◆ DOCUMENT SECTION ◆
======

- Born: June 2, 1837 Philadelphia, Pennsylvania, U.S.
- Died: June 27, 1918 (aged 81) Philadelphia, Pennsylvania, U.S.
- Resting place: Mt. Sinai Cemetery
- Occupations: Silk manufacturer Philanthropist
- Years active: 1858–1918
- Spouse: Adeline Schoneman
- Children: None
- Parent(s): Judah Lazarus Hackenburg Maria Allen

= William B. Hackenburg =

American silk manufacturer (1837–1918)

William Bower Heckenburg (June 2, 1837 – June 27, 1918) was a Jewish-American silk manufacturer and philanthropist from Philadelphia.

== Life ==
Hackenburg was born on June 2, 1837, in Philadelphia, Pennsylvania, the son of Judah Lazarus Hackenburg and Maria Allen. His father was a German immigrant from Koblenz, Prussia, and his mother was an English immigrant.

Hackenburg attended public school in Philadelphia and received religious and Hebrew instruction from A.I.H. Bernal and Sim'ha Cohen Peixotto. He went to New York City, New York, in 1850 and attended a boarding school headed by Rabbi Max Lilienthal. Two years later, he began working at the general merchandise store of S. & D. Teller in Wilmington, North Carolina. He worked there for several years, after which he returned to Philadelphia and began working in his father's business as a jobber in shawls and dress goods. The business closed with his father's death in 1861. In 1863, he, Jacob Aub, and Anthony Bohem formed the firm Aub, Hackenburg & Company, which manufactured and dealt in machine and sewing silks. The business grew so quickly they established branch offices in several American cities. Following Aub's death in 1887 the firm was renamed W.B. Hackenburg & Company, and in 1889 Bohem died as well.

======

◆ EXCERPTED RECORDS ◆
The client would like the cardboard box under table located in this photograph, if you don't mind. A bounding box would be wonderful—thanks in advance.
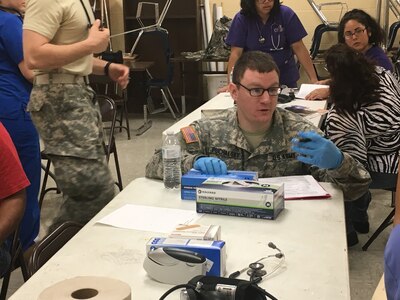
[196,178,284,219]
[181,169,258,200]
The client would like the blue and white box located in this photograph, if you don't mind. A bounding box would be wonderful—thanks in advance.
[146,237,226,276]
[181,169,258,200]
[196,178,285,220]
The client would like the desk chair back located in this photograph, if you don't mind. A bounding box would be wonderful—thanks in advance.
[362,173,398,251]
[95,95,123,191]
[89,75,131,140]
[28,222,83,276]
[0,227,29,300]
[138,28,179,119]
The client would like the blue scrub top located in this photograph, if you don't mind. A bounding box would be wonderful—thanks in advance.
[0,10,32,119]
[226,5,307,87]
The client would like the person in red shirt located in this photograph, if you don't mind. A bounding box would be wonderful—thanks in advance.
[0,123,30,276]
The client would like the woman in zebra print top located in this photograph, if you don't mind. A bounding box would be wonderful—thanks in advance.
[325,44,400,245]
[326,44,400,174]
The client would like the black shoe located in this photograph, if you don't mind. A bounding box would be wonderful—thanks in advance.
[353,221,369,233]
[347,231,358,247]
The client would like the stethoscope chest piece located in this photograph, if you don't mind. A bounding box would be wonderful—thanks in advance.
[247,262,267,278]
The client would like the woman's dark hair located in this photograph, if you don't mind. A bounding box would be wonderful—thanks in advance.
[338,9,385,46]
[325,43,379,113]
[240,0,281,17]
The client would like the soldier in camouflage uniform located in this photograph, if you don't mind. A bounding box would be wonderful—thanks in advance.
[146,52,370,204]
[23,0,129,229]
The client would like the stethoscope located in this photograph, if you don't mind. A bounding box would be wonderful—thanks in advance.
[256,22,283,52]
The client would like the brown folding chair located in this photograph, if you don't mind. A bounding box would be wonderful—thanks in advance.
[0,227,30,300]
[28,222,83,276]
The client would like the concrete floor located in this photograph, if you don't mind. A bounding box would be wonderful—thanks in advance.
[2,114,391,300]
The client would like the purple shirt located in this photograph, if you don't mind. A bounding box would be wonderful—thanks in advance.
[365,46,393,72]
[226,5,307,87]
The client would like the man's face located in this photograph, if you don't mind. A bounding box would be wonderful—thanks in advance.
[230,69,279,132]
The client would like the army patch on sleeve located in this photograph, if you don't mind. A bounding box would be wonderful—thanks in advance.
[181,126,199,144]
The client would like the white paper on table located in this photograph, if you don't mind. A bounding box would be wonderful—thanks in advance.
[97,204,203,233]
[258,175,331,200]
[296,83,329,99]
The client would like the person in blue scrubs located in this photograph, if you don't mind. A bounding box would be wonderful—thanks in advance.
[225,0,317,88]
[0,0,41,250]
[384,165,400,300]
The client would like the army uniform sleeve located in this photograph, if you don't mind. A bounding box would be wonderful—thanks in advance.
[311,152,371,201]
[146,122,205,179]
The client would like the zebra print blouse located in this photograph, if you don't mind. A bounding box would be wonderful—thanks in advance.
[326,67,400,173]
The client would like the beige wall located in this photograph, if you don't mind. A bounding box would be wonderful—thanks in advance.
[109,0,394,50]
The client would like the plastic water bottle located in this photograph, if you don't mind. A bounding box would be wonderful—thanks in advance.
[162,131,182,189]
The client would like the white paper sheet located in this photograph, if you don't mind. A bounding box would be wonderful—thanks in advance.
[97,204,203,233]
[296,83,329,99]
[259,175,330,200]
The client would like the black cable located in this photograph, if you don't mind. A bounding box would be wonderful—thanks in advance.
[159,283,195,300]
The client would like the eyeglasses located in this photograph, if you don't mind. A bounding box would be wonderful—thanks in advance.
[344,28,366,40]
[235,82,282,97]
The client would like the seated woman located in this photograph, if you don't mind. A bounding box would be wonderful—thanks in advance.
[325,44,400,245]
[385,164,400,300]
[306,9,393,100]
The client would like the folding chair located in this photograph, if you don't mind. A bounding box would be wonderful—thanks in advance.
[362,173,398,251]
[0,227,30,300]
[39,151,61,208]
[28,222,83,276]
[95,95,123,191]
[89,75,131,140]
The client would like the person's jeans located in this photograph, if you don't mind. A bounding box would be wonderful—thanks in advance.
[0,243,11,277]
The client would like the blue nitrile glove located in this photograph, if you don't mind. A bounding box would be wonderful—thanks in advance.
[193,157,228,175]
[292,131,343,169]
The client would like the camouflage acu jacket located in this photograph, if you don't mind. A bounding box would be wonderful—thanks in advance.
[146,108,371,200]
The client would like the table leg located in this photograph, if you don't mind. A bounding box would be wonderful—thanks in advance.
[179,61,186,115]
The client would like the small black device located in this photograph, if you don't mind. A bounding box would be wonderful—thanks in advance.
[160,276,277,300]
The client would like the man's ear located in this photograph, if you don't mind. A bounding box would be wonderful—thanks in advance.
[228,82,239,103]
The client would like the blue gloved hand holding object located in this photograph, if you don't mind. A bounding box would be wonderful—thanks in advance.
[193,157,228,175]
[292,131,343,169]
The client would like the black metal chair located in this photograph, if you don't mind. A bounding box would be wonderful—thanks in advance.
[95,95,123,191]
[141,28,180,119]
[362,173,398,251]
[28,222,83,276]
[39,151,61,208]
[0,227,30,300]
[89,74,131,140]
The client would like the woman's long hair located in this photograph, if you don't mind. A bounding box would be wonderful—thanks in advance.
[240,0,281,17]
[338,9,385,46]
[325,43,379,113]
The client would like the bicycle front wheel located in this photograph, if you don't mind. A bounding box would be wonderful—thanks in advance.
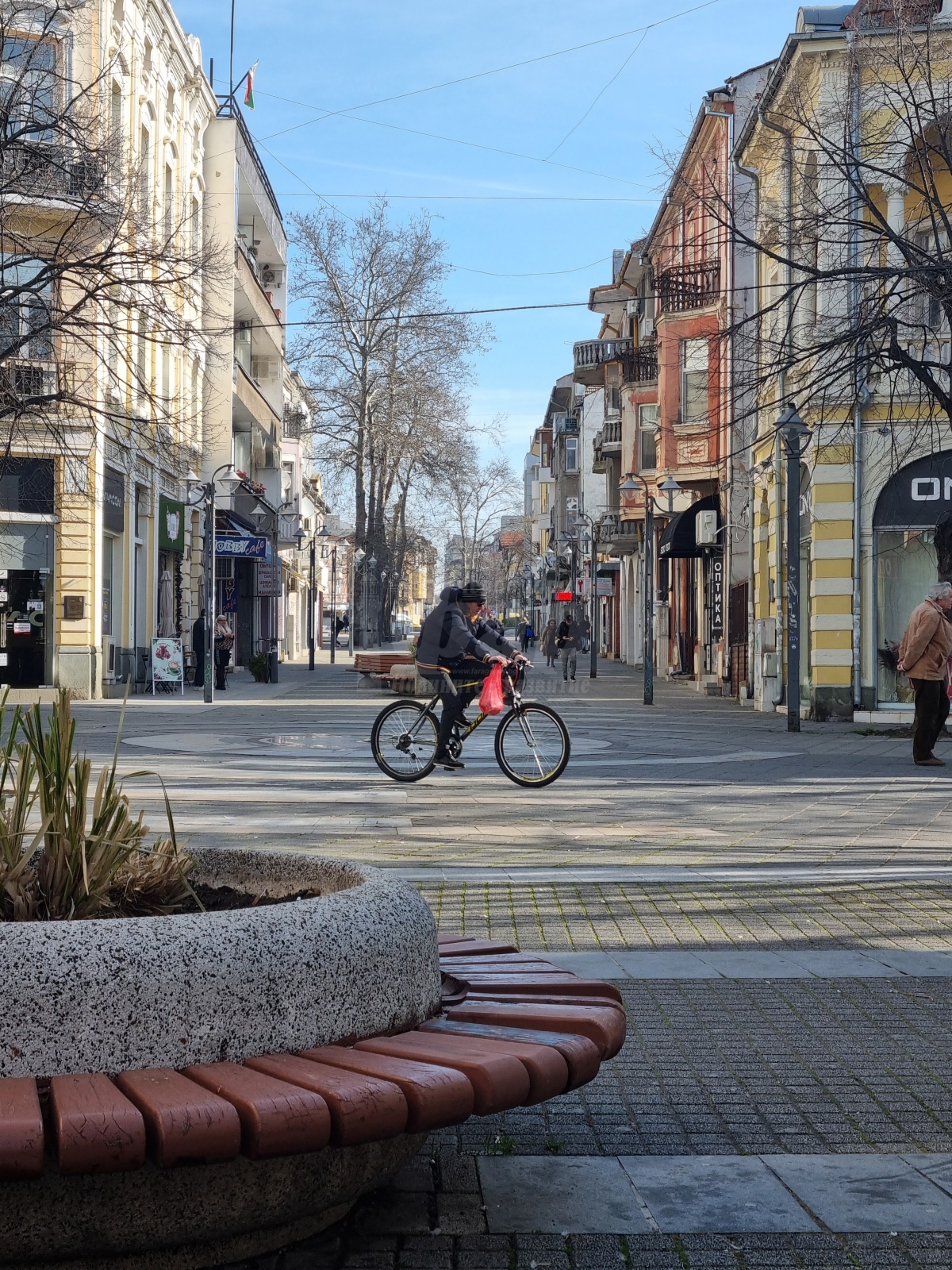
[370,701,438,781]
[497,702,571,786]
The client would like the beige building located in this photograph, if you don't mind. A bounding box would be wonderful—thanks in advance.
[0,0,216,697]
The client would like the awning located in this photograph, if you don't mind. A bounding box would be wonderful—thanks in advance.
[658,494,724,560]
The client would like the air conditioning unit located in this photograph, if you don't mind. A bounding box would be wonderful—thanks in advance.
[103,635,117,683]
[694,510,717,548]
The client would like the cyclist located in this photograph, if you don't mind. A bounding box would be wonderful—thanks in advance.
[416,582,525,771]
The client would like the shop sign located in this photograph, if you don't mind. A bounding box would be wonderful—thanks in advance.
[711,555,724,643]
[103,468,125,533]
[214,533,268,560]
[159,498,186,554]
[873,451,952,529]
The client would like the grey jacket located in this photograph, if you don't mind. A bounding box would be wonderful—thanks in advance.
[416,587,516,671]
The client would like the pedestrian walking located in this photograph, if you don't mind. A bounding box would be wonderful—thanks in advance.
[192,608,205,688]
[214,614,235,692]
[539,618,559,665]
[897,582,952,767]
[556,614,582,679]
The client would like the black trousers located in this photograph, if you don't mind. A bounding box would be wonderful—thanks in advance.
[420,662,493,751]
[909,679,948,762]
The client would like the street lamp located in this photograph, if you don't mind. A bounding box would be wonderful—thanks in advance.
[777,402,811,732]
[186,464,241,705]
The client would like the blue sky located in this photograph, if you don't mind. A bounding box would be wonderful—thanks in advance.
[175,0,797,466]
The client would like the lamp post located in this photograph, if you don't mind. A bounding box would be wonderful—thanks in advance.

======

◆ WHAT THIS EXERCISE ASKS ◆
(a) In the William B. Hackenburg biography, who headed the New York City boarding school Hackenburg attended in 1850?
(b) Continue the William B. Hackenburg biography from its last sentence.

◆ ANSWERS FOR THIS EXERCISE ◆
(a) Rabbi Max Lilienthal.

(b)
Hackenburg's communal work began in 1858, when he became secretary of the United Hebrew Relief Society. He was a founder of the Hebrew Charity Ball Association in 1859, after which he served as its manager. He was an organizer of the Jewish Hospital and Home for Aged and Infirm Israelites in 1865, and also served as a director of the Hospital for four years, treasurer for nine years, and president for 27 years. He was a charter member of the United Hebrew Charities in 1869 and of the Federation of Jewish Charities in 1901. He was a founder and director of the Young Men's Hebrew Association in 1874. He was also actively identified with the reorganization of the Jewish Foster Home and Orphan Asylum and was a director of the Hebrew Education Society. In 1882, he was an organizer and secretary of a mass meeting of Philadelphia citizens to protest a wave of pogroms in the Russian Empire and served as a committee member to aid Russian refugees. He was also a founder of the Jewish Publication Society, a trustee of the Baron de Hirsch Fund and Dropsie College, and vice-president of the Board of Delegates of American Israelites. In 1878, he assisted the Board in compiling a statistical survey of American Jews.

Never a candidate for public office, Hackenburg was appointed a member of the Board of Prison Inspectors of Philadelphia in 1896. He was reappointed annually to that office until he resigned a few years before his death. He joined the Freemasons in 1861, represented his lodge in the Grand Lodge of the State of Pennsylvania for 48 years, served on the Grand Lodge's Committee of Appeals for 38 years, and became the R. W. Grand Treasurer of the Grand Lodge in 1907, serving in the latter office until his death. In 1864, he married Adeline Schoneman. They had no children.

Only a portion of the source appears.